Exercise description: Quote the passage on transport insurance verbatim, starting at "Within solutions such" and ending at "loss or delays.".

Start of Source extract

Transport insurance helps cover these financial risks and provides greater security throughout the logistics chain.

How does transport insurance work?

The principle of transport insurance is straightforward. A company takes out insurance for a specific shipment or for all transports within a certain period. When damage occurs, it is reported to the insurer. The insurer then investigates the cause of the damage and assesses whether it falls within the policy coverage. Based on this assessment, compensation may be paid out.

The exact coverage varies by insurer. Some policies only provide protection against specific risks, while others offer more comprehensive all-risk coverage. It is therefore advisable to carefully assess in advance which goods are being transported, the value they represent and the risks involved.

Benefits and points of attention

Transport insurance primarily provides companies with financial security. When goods are damaged or lost, this does not necessarily have major consequences for business operations or profitability. In addition, the insurance provides extra protection for international shipments, where the logistics chain is often more complex and involves greater risks.

At the same time, it is important to consider several points of attention. Not every type of damage is automatically covered and policy conditions can vary significantly. Premiums also depend on factors such as the value, vulnerability and destination of the goods. Furthermore, good administration remains essential. Accurate registration of goods, transport documents and any incidents of damage contributes to the fast and efficient handling of claims.

How does a logistics partner support this?

Although a logistics partner does not usually provide transport insurance itself, it can play an important role in reducing risks within the supply chain.

A well-organised logistics operation provides greater control over goods flows, improved traceability and a lower risk of errors. By using real-time visibility, standardised processes and clear communication, risks can be identified and mitigated at an early stage.

Within solutions such as contract logistics and warehousing, goods are stored, processed and shipped in a structured manner. This creates greater visibility across the supply chain and reduces the likelihood of damage, loss or delays.

End of Source extract
Start of Supplied entries

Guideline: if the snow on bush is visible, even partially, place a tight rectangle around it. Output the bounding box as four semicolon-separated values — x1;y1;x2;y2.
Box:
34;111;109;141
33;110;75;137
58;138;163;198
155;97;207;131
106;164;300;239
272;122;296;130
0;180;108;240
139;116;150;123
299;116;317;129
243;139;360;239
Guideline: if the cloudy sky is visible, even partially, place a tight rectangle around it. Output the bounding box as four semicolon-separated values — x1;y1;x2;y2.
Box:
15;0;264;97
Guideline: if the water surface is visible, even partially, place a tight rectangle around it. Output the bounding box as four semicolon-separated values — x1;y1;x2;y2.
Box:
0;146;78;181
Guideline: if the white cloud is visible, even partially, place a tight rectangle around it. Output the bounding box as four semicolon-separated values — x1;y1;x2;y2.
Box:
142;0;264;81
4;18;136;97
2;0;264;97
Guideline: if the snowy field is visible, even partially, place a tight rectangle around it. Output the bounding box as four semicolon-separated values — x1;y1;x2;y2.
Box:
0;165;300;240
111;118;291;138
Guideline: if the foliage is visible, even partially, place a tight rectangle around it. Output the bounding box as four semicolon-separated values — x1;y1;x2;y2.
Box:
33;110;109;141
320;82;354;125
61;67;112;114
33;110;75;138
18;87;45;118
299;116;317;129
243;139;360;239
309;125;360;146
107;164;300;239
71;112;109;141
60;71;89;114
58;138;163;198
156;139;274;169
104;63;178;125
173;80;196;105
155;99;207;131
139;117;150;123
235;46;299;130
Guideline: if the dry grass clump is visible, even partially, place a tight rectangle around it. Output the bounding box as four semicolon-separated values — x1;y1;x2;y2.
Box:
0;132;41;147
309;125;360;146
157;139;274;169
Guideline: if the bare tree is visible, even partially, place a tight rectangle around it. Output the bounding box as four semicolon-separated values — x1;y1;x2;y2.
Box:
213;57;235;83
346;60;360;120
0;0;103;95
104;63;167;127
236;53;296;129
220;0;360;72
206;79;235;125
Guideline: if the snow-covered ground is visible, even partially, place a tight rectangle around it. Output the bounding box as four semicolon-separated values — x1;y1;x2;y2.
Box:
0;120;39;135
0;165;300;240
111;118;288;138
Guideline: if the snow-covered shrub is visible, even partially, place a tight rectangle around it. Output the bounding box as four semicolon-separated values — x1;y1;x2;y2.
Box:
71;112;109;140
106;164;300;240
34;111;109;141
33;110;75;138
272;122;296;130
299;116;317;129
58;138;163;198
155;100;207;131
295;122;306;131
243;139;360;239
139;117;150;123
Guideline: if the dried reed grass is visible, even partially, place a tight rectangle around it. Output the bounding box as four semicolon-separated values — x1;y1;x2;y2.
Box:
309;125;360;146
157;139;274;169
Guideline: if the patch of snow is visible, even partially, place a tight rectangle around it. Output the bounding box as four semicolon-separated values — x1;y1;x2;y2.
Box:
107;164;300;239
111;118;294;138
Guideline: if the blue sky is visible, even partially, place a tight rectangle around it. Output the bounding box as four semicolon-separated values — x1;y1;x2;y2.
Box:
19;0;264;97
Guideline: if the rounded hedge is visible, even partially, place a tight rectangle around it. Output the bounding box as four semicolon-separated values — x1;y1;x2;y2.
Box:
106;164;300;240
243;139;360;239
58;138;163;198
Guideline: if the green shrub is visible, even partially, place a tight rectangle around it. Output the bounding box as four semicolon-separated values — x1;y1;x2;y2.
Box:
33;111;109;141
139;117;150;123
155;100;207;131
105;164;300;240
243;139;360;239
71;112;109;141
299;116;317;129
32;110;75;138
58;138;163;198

End of Supplied entries

Task result:
Within solutions such as contract logistics and warehousing, goods are stored, processed and shipped in a structured manner. This creates greater visibility across the supply chain and reduces the likelihood of damage, loss or delays.